>> START Entries
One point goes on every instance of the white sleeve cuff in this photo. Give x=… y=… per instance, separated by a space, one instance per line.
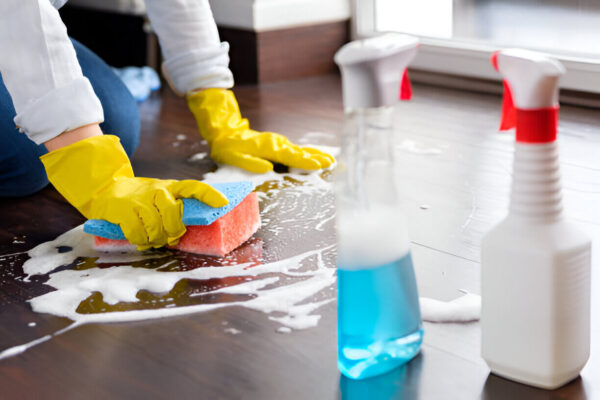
x=205 y=68
x=61 y=109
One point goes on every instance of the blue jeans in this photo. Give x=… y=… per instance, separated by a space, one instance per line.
x=21 y=171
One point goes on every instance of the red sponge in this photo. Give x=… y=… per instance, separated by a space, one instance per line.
x=217 y=239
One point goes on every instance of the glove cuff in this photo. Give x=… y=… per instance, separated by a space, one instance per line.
x=217 y=113
x=81 y=170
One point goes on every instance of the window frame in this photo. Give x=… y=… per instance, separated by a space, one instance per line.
x=470 y=59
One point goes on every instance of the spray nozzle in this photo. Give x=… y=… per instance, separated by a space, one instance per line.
x=530 y=102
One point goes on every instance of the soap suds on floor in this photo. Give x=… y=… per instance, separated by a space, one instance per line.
x=466 y=308
x=198 y=157
x=288 y=290
x=411 y=146
x=16 y=350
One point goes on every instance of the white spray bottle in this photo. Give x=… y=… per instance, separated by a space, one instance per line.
x=379 y=319
x=535 y=265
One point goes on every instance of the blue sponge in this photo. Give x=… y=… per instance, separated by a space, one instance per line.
x=194 y=211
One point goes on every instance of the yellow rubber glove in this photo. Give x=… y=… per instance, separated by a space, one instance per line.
x=96 y=177
x=233 y=142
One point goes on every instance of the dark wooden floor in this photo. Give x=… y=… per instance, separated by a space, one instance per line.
x=451 y=199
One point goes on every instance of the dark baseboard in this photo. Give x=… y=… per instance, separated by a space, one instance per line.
x=270 y=56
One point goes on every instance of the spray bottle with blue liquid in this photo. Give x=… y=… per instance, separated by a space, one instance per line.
x=379 y=319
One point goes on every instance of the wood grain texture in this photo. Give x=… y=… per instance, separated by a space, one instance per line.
x=283 y=54
x=451 y=199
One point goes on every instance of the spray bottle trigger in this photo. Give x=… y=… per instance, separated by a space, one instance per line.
x=508 y=120
x=405 y=86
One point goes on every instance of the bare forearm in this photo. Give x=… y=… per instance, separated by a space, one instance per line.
x=75 y=135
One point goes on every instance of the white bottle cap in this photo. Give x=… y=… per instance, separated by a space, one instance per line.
x=372 y=69
x=531 y=76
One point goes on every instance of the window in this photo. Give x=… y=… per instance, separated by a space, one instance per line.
x=459 y=35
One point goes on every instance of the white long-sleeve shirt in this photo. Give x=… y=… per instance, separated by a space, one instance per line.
x=40 y=69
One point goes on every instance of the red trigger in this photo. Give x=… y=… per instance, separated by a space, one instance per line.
x=405 y=87
x=508 y=120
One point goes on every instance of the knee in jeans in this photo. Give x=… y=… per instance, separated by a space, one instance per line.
x=124 y=121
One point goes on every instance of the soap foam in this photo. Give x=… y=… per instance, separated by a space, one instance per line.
x=371 y=238
x=466 y=308
x=289 y=291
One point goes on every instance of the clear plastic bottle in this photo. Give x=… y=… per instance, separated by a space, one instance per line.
x=379 y=319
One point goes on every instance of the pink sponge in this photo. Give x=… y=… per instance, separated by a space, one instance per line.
x=217 y=239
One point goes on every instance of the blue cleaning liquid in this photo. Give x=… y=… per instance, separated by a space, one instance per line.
x=379 y=319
>> END Entries
Write out in full every line from the start through the one holding "x=530 y=102", inclusive. Scale each coordinate in the answers by 0.8 and round it to a whole number with halves going up, keep all other wording the same, and leave the picture out.

One point goes on every instance of the white sleeve cuff in this photo. Give x=… y=… per instance, separated by a space, one instance per line.
x=164 y=54
x=49 y=87
One point goes on every instance of the blue jeans in this photo. Give x=… y=… per instance, separated by a space, one instance per line.
x=17 y=137
One point goes on every instance of the red sponge in this photo. Give x=… y=… per instance, separated by a space, one instance per line.
x=174 y=191
One point goes on every instance of the glove cuff in this photo. Give x=… y=… per instance, separated by a space, one instance per line.
x=174 y=90
x=65 y=136
One point goes on every instance of the window frame in this photo. Give x=… y=… per instance, separated by a space, one instance per line.
x=376 y=47
One point goes on every instance of the spray nozzle in this photo. Give x=… y=… per instance, separated by a space, one instance per line.
x=424 y=82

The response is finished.